### What you need to do
Arrange the lines below as a numbered list, skipping any blank lines. Leave the pictures out.

### Information given
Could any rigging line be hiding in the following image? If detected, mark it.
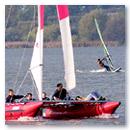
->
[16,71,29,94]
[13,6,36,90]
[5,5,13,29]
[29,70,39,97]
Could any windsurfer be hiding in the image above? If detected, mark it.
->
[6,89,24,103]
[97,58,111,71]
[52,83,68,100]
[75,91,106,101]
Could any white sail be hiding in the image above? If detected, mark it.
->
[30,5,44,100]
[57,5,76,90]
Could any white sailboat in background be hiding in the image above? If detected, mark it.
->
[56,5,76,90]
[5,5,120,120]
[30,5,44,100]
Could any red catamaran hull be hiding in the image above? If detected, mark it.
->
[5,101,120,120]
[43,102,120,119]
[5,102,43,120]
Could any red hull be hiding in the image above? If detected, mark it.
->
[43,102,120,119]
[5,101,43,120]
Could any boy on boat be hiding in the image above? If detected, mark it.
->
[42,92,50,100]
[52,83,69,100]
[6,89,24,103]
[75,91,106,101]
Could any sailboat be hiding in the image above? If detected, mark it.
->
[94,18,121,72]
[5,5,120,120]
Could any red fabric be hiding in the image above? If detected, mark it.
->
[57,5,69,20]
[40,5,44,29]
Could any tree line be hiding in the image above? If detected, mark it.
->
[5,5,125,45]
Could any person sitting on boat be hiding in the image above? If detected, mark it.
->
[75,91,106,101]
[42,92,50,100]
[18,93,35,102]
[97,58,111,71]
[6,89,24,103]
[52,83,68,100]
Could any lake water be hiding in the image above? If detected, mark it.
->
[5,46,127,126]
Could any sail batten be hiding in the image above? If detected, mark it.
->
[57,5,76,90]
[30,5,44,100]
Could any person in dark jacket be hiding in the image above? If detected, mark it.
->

### Task result
1. Could any rigging line be hiding in the following image? If detected, mark it.
2. ->
3. [16,71,29,94]
4. [13,6,36,90]
5. [5,5,13,29]
6. [29,70,39,97]
7. Could any windsurfer be hiding in the image above? If detected, mark it.
8. ->
9. [6,89,24,103]
10. [97,58,111,71]
11. [52,83,68,100]
12. [75,91,106,101]
13. Could any white sail be hiding in the image above? If detected, mark it.
14. ->
15. [30,5,44,100]
16. [57,5,76,90]
17. Could any white sailboat in background be hiding in the image above? If detected, mark it.
18. ->
19. [56,5,76,90]
20. [5,5,120,120]
21. [30,5,44,100]
22. Could any red catamaran hull be hiding in the image above? If detected, mark it.
23. ->
24. [5,101,120,120]
25. [43,102,120,119]
26. [5,102,43,120]
27. Could any red hull be hiding in the image above? If detected, mark it.
28. ->
29. [43,102,120,119]
30. [5,101,43,120]
31. Could any boy on boat be hiding in the image above? If detected, mark it.
32. ->
33. [42,92,50,100]
34. [52,83,69,100]
35. [6,89,24,103]
36. [75,91,106,101]
37. Could any sailboat be hiding in the image above? If detected, mark it.
38. ->
39. [94,18,121,72]
40. [5,5,120,120]
41. Could any red fabric be hiding in the image above? If detected, mark it.
42. ->
43. [57,5,69,20]
44. [40,5,44,29]
45. Could any tree line be hiding in the image above? If detected, mark it.
46. ->
47. [5,5,125,45]
48. Could any person sitting on boat be hiding in the image above? If detected, mark it.
49. ->
50. [75,91,106,101]
51. [42,92,50,100]
52. [18,93,35,102]
53. [97,58,111,71]
54. [6,89,24,103]
55. [52,83,68,100]
56. Could any lake water be hiding in the image above? If detected, mark it.
57. ->
58. [5,46,127,126]
59. Could any sail batten be hiding in the image above? If detected, mark it.
60. ->
61. [57,5,76,90]
62. [30,5,44,100]
63. Could any person in dark jacket be hiding in the image above? If detected, mark it.
64. ->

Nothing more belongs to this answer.